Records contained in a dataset
####

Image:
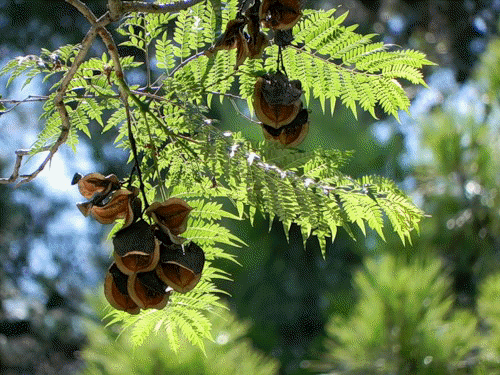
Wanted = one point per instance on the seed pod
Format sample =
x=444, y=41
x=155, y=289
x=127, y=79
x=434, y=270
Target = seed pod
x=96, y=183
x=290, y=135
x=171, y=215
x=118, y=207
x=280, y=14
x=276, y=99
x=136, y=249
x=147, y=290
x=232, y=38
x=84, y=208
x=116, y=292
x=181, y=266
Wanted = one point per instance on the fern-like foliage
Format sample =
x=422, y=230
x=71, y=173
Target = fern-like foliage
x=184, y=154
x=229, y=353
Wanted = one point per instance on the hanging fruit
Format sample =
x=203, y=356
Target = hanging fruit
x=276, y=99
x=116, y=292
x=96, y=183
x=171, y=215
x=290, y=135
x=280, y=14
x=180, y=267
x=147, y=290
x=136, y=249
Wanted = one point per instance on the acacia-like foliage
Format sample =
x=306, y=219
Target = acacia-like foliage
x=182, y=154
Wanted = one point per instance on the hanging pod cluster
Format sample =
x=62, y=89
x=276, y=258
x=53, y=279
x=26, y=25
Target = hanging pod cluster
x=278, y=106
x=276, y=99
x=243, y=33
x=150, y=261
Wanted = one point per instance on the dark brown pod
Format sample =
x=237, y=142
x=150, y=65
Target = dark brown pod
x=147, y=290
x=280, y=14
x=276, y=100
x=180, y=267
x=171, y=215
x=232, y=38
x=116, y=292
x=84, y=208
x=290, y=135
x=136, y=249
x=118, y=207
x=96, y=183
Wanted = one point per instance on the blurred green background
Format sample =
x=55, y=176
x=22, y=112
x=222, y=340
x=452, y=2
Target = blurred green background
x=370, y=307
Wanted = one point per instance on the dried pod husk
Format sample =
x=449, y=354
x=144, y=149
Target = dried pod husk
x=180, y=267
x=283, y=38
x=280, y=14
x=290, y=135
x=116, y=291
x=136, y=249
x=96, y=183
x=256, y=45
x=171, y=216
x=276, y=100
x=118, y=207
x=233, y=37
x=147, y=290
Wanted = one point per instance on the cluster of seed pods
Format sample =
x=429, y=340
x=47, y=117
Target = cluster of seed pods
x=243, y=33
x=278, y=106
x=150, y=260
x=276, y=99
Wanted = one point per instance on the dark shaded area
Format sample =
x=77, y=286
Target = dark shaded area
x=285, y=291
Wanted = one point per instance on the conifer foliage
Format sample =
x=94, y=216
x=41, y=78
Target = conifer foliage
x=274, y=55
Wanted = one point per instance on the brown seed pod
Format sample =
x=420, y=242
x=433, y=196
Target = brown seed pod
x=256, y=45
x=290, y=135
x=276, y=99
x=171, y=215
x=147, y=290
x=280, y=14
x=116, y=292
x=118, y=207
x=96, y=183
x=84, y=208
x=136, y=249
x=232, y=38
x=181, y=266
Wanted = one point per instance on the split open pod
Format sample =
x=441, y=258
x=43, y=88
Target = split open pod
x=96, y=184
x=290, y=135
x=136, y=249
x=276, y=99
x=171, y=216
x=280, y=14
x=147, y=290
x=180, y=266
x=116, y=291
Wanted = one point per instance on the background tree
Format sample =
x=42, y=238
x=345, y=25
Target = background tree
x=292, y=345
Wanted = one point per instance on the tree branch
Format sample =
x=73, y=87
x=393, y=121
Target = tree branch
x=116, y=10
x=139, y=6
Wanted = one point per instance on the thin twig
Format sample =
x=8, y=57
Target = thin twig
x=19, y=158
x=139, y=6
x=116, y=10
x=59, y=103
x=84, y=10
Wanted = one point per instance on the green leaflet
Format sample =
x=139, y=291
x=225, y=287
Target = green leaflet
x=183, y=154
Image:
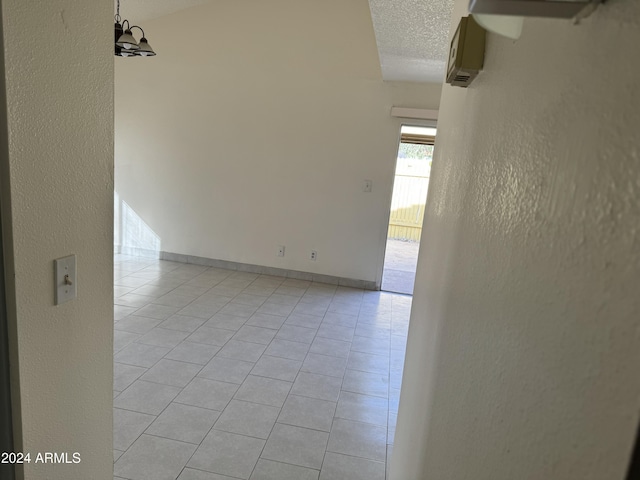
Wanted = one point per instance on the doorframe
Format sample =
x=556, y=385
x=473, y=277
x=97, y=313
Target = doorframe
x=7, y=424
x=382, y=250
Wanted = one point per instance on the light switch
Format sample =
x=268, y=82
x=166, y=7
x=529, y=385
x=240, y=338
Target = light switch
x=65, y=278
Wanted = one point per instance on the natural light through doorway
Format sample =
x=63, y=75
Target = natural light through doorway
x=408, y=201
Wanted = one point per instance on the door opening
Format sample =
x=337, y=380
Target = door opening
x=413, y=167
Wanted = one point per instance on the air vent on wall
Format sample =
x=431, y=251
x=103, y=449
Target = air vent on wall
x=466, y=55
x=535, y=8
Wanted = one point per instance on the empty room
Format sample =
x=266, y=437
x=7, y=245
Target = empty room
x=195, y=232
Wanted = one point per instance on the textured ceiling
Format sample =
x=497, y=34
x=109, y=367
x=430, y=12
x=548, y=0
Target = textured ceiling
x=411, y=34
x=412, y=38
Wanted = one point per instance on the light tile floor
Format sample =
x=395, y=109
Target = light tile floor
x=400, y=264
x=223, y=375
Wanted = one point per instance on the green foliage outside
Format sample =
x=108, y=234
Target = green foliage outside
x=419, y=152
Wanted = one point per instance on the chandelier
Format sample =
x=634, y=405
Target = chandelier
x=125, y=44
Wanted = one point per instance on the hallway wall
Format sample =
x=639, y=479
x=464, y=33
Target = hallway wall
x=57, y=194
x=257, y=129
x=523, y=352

####

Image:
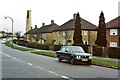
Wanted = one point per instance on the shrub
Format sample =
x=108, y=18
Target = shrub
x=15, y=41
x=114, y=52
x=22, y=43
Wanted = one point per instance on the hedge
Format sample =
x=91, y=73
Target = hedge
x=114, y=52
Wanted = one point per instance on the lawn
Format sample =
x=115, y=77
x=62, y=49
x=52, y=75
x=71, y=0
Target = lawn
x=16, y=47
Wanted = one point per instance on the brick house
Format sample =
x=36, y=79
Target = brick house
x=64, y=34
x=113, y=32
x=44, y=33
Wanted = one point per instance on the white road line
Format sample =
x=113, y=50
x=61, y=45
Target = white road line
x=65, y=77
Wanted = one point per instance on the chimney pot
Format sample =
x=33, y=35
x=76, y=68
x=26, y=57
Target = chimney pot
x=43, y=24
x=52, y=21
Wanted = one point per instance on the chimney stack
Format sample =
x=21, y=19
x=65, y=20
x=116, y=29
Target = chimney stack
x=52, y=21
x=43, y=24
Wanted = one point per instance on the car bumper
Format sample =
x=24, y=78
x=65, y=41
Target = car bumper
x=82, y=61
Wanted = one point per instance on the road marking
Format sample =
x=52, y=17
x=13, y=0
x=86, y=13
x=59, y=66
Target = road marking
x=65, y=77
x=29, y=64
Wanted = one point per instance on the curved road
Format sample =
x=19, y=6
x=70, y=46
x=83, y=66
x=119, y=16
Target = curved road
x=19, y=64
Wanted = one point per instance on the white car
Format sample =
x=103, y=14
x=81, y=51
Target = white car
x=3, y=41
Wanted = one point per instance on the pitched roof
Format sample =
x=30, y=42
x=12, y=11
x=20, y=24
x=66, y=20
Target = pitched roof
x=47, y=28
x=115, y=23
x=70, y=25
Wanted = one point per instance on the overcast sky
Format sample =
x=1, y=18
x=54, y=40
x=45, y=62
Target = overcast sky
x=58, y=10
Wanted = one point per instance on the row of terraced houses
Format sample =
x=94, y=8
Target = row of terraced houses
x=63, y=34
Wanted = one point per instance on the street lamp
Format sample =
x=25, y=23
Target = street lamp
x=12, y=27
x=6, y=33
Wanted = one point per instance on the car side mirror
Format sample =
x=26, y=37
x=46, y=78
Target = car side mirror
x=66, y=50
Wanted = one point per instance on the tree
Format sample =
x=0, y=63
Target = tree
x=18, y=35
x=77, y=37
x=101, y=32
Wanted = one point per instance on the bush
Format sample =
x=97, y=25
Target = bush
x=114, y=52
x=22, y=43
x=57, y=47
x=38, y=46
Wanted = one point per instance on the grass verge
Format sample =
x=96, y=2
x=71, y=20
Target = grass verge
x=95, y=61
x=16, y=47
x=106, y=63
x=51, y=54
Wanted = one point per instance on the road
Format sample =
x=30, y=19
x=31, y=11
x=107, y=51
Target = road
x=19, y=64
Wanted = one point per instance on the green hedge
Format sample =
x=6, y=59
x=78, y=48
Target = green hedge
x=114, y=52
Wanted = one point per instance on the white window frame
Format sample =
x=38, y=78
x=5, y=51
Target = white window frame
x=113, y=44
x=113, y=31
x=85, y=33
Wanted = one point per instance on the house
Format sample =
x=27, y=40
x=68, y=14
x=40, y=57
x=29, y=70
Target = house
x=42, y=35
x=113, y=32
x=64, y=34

####

- What is needed
The range runs from the line above containing "x=434, y=270" to the line containing "Wanted = one point per instance on the blurred", inclusive. Restate those lines word for word and no others.

- Reply
x=434, y=270
Target = seed pod
x=96, y=183
x=290, y=135
x=171, y=215
x=118, y=207
x=280, y=14
x=276, y=99
x=136, y=249
x=147, y=290
x=232, y=38
x=84, y=208
x=116, y=292
x=181, y=266
Wanted = one point per instance on the fern-like foliage
Format sample =
x=422, y=230
x=71, y=173
Target = fern-like foliage
x=184, y=154
x=229, y=353
Wanted = one point per instance on the hanging fruit
Format sample =
x=203, y=356
Target = hanging fruit
x=276, y=99
x=116, y=292
x=96, y=183
x=171, y=215
x=290, y=135
x=280, y=14
x=180, y=267
x=147, y=290
x=136, y=249
Wanted = one point per instance on the acacia-like foliage
Format sample =
x=306, y=219
Target = acacia-like foliage
x=182, y=154
Wanted = one point per instance on the hanging pod cluster
Format sample =
x=62, y=89
x=276, y=258
x=53, y=279
x=26, y=25
Target = hanging pod cluster
x=278, y=106
x=276, y=99
x=243, y=33
x=150, y=261
Wanted = one point per instance on the dark brown pod
Format sample =
x=237, y=142
x=150, y=65
Target = dark brown pod
x=147, y=290
x=280, y=14
x=276, y=100
x=180, y=267
x=171, y=215
x=232, y=38
x=116, y=292
x=84, y=208
x=290, y=135
x=136, y=249
x=118, y=207
x=96, y=183
Wanted = one point per instance on the blurred green background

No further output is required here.